THE TASK> In the records below, find the line holding "Task: point to every instance of the slovak" and the line holding "Task: point to every instance of the river". Set down both, with every line between them, exactly.

SOURCE INFORMATION>
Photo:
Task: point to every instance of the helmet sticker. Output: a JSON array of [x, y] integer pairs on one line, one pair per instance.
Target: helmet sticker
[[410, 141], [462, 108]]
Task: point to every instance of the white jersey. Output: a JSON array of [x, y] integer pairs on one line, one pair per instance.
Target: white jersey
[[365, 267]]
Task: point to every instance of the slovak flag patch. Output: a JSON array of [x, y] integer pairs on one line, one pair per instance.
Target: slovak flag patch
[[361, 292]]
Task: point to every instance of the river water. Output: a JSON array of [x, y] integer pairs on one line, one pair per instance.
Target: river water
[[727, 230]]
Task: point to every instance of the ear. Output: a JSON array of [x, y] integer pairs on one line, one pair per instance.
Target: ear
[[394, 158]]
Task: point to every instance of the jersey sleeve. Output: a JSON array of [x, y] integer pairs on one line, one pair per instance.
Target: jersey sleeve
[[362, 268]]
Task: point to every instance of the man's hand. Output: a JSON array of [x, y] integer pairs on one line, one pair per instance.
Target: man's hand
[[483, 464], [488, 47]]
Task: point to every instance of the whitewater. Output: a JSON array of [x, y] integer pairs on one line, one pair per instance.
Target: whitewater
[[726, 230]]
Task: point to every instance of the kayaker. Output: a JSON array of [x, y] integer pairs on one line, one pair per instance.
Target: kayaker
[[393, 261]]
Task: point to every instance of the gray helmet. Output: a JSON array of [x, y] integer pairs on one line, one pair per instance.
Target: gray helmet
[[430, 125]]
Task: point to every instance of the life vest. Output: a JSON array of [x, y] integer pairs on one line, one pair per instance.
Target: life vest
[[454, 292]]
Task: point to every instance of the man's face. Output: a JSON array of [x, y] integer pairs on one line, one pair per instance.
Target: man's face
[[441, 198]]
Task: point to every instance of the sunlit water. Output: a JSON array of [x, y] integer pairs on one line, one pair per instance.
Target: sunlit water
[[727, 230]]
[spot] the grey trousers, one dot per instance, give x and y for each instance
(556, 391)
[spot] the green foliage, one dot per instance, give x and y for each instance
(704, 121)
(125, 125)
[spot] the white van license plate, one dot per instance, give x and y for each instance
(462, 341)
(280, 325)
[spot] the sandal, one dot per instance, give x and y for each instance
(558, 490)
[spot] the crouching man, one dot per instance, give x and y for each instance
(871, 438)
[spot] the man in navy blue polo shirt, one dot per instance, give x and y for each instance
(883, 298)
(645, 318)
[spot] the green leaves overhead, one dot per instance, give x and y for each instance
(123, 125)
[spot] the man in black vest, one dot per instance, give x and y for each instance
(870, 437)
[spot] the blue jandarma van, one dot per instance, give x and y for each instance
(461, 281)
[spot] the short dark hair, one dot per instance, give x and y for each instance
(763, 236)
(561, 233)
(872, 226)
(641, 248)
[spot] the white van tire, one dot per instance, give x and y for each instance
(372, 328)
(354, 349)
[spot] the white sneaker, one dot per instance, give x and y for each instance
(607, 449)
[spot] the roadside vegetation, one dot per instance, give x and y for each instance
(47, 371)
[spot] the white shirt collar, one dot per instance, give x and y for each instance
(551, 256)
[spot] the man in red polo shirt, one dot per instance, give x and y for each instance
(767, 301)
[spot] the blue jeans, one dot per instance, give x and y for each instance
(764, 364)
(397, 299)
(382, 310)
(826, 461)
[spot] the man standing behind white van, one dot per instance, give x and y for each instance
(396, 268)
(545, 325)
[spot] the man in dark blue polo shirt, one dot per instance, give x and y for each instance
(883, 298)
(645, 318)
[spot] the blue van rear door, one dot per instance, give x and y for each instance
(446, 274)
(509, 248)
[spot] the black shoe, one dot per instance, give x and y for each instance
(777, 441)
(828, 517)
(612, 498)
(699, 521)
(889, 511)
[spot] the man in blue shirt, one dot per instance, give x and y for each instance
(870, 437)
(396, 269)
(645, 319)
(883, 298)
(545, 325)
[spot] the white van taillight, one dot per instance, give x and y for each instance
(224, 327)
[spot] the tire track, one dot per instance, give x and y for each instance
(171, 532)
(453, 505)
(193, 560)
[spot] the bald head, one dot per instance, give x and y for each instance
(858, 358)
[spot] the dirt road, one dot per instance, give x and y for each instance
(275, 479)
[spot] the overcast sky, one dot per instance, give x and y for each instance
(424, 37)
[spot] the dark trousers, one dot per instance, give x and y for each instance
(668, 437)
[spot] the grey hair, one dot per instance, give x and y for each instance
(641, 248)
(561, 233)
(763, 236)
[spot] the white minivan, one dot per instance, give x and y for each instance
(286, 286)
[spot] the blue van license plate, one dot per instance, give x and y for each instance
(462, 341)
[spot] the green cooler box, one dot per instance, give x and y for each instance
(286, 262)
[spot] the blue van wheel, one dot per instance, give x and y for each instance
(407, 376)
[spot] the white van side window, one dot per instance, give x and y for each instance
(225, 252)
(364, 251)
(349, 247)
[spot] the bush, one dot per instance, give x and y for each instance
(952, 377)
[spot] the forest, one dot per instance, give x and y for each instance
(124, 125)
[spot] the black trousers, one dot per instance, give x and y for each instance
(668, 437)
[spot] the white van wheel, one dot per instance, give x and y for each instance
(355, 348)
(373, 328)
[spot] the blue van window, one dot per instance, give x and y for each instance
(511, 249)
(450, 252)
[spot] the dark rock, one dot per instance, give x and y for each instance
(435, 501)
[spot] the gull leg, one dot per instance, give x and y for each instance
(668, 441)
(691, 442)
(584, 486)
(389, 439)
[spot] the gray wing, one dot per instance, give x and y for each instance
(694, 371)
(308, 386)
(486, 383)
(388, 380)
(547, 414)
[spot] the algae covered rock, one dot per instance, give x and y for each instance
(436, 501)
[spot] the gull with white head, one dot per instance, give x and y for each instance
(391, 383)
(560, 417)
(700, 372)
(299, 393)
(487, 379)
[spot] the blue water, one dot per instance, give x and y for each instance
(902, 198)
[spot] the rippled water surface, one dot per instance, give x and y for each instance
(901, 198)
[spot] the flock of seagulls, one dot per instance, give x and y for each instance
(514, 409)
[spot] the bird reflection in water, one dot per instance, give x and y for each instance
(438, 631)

...

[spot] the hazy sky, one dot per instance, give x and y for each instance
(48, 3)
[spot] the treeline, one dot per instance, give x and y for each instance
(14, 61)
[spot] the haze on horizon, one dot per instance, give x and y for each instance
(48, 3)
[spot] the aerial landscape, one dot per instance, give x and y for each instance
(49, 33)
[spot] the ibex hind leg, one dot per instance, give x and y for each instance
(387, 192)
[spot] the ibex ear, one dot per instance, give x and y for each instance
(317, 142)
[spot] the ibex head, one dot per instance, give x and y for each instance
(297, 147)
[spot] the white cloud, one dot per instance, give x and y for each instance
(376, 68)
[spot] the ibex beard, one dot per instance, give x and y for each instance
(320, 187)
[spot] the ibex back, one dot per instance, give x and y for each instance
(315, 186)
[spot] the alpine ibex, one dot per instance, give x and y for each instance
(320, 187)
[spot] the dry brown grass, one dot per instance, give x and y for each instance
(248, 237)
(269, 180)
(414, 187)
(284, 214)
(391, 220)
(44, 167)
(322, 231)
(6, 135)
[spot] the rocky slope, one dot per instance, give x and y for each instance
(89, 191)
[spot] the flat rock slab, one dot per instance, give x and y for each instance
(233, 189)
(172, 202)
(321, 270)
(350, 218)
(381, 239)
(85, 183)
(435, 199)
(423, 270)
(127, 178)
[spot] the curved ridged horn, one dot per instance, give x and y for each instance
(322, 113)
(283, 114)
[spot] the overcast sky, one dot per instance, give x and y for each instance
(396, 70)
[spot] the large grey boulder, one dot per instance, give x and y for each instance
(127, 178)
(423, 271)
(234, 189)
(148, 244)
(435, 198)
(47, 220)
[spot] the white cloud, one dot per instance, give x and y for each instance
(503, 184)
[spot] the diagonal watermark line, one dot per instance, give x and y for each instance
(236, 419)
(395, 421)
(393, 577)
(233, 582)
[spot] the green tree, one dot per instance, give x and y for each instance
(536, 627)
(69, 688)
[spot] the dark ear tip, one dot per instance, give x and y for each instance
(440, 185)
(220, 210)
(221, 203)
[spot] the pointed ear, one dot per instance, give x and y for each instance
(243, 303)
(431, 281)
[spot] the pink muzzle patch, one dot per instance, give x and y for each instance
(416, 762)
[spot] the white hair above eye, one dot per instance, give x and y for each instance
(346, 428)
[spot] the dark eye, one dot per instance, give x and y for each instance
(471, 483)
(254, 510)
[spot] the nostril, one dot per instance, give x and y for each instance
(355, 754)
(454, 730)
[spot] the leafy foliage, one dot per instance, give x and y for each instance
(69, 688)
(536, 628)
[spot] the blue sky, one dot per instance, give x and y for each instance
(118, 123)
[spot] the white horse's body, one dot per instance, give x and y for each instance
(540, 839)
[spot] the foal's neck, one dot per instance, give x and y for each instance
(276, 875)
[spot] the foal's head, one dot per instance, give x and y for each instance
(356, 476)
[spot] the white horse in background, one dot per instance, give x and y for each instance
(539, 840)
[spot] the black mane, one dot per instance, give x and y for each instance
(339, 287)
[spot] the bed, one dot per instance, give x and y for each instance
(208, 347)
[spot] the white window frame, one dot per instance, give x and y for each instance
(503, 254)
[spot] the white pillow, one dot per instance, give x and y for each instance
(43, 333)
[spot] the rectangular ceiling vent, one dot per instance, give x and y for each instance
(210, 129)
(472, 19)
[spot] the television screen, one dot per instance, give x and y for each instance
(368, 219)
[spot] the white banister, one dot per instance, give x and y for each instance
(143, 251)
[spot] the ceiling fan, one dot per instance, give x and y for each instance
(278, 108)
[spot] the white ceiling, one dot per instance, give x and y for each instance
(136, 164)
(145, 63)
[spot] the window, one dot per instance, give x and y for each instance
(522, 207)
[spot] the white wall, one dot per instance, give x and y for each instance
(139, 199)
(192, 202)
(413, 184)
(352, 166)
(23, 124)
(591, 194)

...

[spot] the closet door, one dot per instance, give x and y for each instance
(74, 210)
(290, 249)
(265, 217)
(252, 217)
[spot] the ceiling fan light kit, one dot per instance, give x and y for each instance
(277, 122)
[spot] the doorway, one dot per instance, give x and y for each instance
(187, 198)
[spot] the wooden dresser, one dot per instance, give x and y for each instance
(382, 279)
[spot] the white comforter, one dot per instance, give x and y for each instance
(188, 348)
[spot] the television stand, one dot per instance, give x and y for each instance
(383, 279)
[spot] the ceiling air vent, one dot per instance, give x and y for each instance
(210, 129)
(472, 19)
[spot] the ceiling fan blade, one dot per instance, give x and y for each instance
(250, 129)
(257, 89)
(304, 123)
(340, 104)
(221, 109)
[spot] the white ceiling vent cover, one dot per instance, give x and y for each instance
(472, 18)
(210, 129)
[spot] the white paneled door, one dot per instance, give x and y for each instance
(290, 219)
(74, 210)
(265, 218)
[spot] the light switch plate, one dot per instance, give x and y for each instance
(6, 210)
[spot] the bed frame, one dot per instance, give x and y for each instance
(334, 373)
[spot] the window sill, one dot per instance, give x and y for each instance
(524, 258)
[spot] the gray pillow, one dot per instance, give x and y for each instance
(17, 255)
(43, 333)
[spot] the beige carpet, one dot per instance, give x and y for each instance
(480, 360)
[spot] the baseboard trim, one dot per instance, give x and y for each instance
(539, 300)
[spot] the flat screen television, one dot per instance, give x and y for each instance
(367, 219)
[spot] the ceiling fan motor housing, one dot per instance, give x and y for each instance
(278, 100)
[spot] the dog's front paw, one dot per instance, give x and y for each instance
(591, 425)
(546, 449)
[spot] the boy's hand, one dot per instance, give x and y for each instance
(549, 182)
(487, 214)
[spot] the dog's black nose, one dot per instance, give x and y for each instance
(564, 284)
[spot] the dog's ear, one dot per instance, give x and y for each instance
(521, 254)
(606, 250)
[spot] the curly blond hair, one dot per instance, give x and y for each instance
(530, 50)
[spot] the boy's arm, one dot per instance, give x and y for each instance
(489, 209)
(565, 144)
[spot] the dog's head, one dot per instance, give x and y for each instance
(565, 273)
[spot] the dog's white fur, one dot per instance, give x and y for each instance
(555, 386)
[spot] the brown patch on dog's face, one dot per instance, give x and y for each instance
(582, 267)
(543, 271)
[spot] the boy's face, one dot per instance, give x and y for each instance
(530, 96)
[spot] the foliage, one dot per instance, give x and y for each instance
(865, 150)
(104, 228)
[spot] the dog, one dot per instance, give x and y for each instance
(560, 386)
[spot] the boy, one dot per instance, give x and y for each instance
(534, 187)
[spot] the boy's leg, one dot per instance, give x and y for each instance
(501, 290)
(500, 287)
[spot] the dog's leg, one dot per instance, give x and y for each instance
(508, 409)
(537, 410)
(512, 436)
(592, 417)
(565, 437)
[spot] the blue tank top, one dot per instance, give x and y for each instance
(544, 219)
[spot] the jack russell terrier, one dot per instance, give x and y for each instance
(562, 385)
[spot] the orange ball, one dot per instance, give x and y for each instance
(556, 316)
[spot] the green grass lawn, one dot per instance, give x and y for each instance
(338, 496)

EXERCISE RESPONSE>
Task: point to every instance of the slovak flag patch. Output: a JSON array of [x, y] integer pairs on one line, one pair per instance.
Target: slovak flag patch
[[361, 292]]
Task: point to every instance of the river water. Output: a JSON array of [x, y] integer pairs on one line, one pair per instance.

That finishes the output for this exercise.